Text segment:
___

Censoring Hip Hop

‘I was made by revolution to speak to the masses’
Immortal Technique

God damn what a brother gotta do / To get a message through / To red, white and you…
Ice-T – ‘Body Count’

In 1992, Aotearoa’s Police Commissioner tried to ban American rapper Ice-T from performing in Auckland, on account of his controversial single ‘Cop Killa’. The Commissioner then tried to have Ice-T’s (Rock genre 'side project') album ‘Body Count’ banned as well. Just what, exactly, was the problem?

Ice-T was raised on the ‘gang-infested, pimp-heavy streets of South central, Los Angeles’1 and nominated for a Grammy. In 1989 he wrote the book ‘The Iceberg/Freedom of Speech… Just Watch What You Say’. However the book, a literary protest against music censorship, was soon overshadowed by the controversy over his “Cop Killa’ single – written from the viewpoint of an angry African-American man who shoots LA police officers in retaliation to their beating of Rodney King – a highly sensitive issue at the time. It was argued the lyrics were ‘inciting violence’ – a musical call to take up arms against the police and, by association, the establishment.

Freedom of Speech

The Constitution says we all got a right to speak / Say what we want Tip*, your argument is weak / Censor records, TV, school books too / And who decides what’s right to hear? You!
Ice-T – ‘Freedom of Speech’

*[Tipper Gore, the wife of Al Gore and Second Lady of the United States from 1993 until 2001.]

The outrage produced from the release of ‘Cop Killa’ drove conservatives and police groups to demand the record company censor new pressings of the album. The following year, Ice-T toured several universities, including Harvard, Stanford and NYU, lecturing on the state of first amendment rights (freedom of speech) and civil liberties in his country.

___

Directions for this task: In the article on censoring hip hop, what year did Aotearoa's Police Commissioner try to stop Ice-T from performing in Auckland? The material after this article is separate from it.

The data:
___

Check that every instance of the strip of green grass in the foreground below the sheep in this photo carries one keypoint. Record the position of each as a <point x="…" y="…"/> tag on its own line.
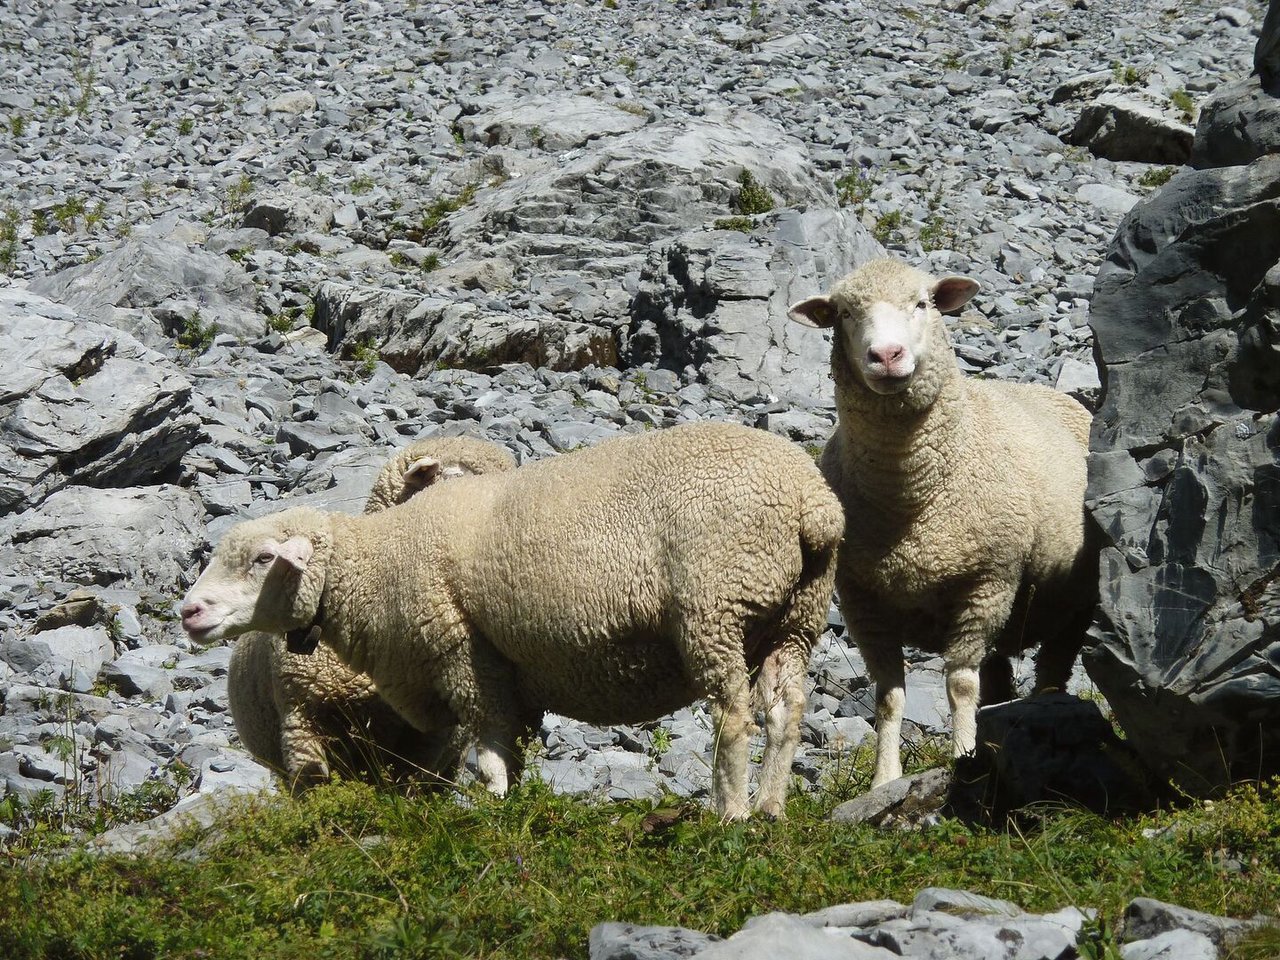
<point x="356" y="872"/>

___

Response area: 1992